> [DIRECTIVE]
Rewrite the passage on SXML from "The XML Recommendation" to "a similar way.", substituting "downstream tools" for "applications".

The value of an attribute is normally a string; it may be omitted (in case of HTML) for a boolean attribute, e.g., a "certified" attribute in the above example.

A collection of attributes is considered an information item in its own right, tagged with a special name @. The character "@" may not occur in a well-formed XML name; therefore an <attributes-list> cannot be mistaken for a list that represents an element. An XML document renders attributes, processing instructions and other meta-data differently from the element markup. In contrast, SXML represents element content and meta-data uniformly -- as tagged lists. RELAX NG -- a schema language for XML -- also aims to treat attributes as uniformly as possible with elements. This uniform treatment, argues James Clark, is a significant factor in simplifying the language. SXML takes advantage of the fact that every XML name is also a valid Scheme identifier, but not every Scheme identifier is a valid XML name. This observation lets us introduce administrative names such as @, *PI*, *TOP* without worrying about potential name clashes. The observation also makes the relationship between XML and SXML well-defined. An XML document converted to SXML can be reconstructed into an equivalent XML document (in terms of the Infoset). Moreover, due to the implementation freedom given by the Infoset specification, SXML itself is an instance of the Infoset.

The XML Recommendation specifies that processing instructions (PI) are distinct from elements and character data; processing instructions must be passed through to applications. In SXML, PIs are therefore represented by nodes of a dedicated type *PI*. XPath and the DOM Level 2 treat processing instructions in a similar way.

[Collected data]
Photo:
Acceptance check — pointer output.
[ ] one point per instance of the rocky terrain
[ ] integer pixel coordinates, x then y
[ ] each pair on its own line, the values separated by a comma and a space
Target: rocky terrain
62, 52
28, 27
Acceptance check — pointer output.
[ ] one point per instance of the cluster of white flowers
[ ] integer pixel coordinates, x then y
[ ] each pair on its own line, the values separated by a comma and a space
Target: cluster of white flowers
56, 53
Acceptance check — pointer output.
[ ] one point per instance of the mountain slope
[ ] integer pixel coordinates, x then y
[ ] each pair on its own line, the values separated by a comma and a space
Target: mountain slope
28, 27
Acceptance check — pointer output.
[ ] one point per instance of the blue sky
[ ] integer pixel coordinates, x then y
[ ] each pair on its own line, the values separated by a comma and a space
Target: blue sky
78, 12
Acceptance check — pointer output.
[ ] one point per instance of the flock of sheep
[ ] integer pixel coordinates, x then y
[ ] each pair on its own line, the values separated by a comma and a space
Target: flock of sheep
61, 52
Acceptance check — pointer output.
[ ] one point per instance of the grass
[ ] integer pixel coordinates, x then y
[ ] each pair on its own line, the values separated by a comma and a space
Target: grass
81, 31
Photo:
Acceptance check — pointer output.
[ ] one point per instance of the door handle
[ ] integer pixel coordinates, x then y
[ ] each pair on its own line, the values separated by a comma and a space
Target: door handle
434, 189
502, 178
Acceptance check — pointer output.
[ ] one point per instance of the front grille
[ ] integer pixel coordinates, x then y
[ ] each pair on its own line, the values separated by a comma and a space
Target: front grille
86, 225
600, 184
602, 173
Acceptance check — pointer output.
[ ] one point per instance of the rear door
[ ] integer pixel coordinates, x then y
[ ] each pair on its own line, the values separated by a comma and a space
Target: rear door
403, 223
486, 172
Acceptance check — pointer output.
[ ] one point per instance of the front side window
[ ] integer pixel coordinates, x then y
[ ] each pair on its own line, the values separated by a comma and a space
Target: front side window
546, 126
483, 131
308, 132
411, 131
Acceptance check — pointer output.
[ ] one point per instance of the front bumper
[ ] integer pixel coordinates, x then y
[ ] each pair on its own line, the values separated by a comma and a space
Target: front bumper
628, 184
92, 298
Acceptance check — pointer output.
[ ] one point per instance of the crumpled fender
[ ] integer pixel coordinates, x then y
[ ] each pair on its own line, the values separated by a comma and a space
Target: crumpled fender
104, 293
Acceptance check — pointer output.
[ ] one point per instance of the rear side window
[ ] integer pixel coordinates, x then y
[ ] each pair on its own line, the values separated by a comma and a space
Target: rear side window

> [RIGHT ANSWER]
The XML Recommendation specifies that processing instructions (PI) are distinct from elements and character data; processing instructions must be passed through to downstream tools. In SXML, PIs are therefore represented by nodes of a dedicated type *PI*. XPath and the DOM Level 2 treat processing instructions in a similar way.